▶ [REQUIREMENTS]:
Arrange the rows below, from the first line up to and including the line with "[118, 336, 1288, 751]", as a Markdown table with a Line column holding the line number and a Text column holding the line itself. Leave out any blank lines.

....

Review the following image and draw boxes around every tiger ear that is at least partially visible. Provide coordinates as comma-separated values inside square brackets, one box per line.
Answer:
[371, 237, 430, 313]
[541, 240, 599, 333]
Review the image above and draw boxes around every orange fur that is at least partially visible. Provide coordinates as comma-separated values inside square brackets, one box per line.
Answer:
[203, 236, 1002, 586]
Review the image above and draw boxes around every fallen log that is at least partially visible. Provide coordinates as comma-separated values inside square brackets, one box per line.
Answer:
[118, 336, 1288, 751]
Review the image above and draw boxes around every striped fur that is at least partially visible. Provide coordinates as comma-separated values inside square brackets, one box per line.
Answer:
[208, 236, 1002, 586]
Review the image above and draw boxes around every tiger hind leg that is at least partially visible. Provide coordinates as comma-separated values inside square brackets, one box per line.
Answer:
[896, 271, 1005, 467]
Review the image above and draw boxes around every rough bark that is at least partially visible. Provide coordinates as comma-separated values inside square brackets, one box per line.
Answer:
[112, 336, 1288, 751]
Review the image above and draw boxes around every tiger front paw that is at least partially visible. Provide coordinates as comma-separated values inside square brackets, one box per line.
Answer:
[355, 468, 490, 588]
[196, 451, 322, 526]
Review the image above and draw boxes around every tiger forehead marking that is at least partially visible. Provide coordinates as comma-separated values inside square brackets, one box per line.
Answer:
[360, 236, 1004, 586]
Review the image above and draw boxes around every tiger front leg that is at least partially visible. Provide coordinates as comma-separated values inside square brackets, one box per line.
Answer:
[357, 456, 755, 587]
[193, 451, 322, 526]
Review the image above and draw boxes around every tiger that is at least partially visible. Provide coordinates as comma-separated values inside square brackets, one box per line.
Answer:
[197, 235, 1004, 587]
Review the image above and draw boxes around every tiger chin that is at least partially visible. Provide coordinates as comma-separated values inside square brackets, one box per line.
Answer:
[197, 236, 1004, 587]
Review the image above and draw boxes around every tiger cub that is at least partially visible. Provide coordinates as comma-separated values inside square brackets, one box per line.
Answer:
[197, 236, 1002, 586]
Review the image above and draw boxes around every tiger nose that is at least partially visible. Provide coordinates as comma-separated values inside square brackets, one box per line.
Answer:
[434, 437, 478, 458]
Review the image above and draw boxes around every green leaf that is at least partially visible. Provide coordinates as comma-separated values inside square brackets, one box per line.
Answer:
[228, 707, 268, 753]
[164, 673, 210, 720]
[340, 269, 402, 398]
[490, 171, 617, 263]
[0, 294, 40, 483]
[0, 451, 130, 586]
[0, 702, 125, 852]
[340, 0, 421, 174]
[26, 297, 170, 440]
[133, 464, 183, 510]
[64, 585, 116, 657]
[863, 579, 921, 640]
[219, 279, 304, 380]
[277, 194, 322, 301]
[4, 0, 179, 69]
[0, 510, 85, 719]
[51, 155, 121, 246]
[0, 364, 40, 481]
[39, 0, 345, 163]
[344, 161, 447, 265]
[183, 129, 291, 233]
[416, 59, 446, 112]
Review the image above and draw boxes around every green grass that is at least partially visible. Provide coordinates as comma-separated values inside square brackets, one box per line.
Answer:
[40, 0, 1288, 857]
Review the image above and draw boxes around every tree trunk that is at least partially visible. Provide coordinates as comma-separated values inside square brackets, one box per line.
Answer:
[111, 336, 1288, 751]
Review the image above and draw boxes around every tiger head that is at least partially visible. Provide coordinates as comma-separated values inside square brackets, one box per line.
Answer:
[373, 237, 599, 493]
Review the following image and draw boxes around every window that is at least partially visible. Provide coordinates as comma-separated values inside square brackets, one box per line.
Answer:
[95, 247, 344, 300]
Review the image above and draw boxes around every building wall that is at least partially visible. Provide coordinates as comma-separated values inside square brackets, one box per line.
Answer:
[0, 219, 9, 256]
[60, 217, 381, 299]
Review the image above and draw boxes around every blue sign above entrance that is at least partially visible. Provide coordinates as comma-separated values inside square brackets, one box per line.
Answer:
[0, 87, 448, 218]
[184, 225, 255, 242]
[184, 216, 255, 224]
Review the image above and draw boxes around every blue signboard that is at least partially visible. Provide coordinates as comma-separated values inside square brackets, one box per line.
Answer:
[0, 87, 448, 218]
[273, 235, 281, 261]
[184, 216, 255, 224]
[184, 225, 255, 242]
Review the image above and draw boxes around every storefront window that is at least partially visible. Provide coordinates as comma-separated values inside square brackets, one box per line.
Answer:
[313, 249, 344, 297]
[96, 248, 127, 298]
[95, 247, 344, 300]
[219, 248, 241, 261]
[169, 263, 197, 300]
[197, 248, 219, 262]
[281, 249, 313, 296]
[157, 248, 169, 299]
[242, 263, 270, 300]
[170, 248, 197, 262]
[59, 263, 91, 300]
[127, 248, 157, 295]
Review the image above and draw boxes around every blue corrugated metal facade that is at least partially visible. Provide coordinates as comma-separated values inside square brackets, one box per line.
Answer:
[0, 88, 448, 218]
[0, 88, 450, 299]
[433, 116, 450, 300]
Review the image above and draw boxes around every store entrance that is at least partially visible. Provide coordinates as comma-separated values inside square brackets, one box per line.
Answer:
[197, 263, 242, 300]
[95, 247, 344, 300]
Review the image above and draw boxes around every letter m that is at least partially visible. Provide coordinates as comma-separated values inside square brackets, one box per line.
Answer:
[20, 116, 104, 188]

....

▶ [SOLUTION]:
| Line | Text |
|---|---|
| 1 | Review the following image and draw boxes around every tiger ear that is at least partially visible. Provide coordinates as comma-separated values inside square brackets, one box per line. |
| 2 | Answer: |
| 3 | [371, 237, 430, 313] |
| 4 | [541, 240, 599, 333] |
| 5 | Review the image above and draw boxes around every orange fur that is at least partially visible. Provide coordinates as comma-separated values inside square brackets, one box per line. |
| 6 | Answer: |
| 7 | [203, 236, 1002, 586] |
| 8 | Review the image above and draw boxes around every fallen log that is at least partially visible. Provide coordinates as comma-separated values inside square brackets, one box per line. |
| 9 | Answer: |
| 10 | [118, 336, 1288, 751] |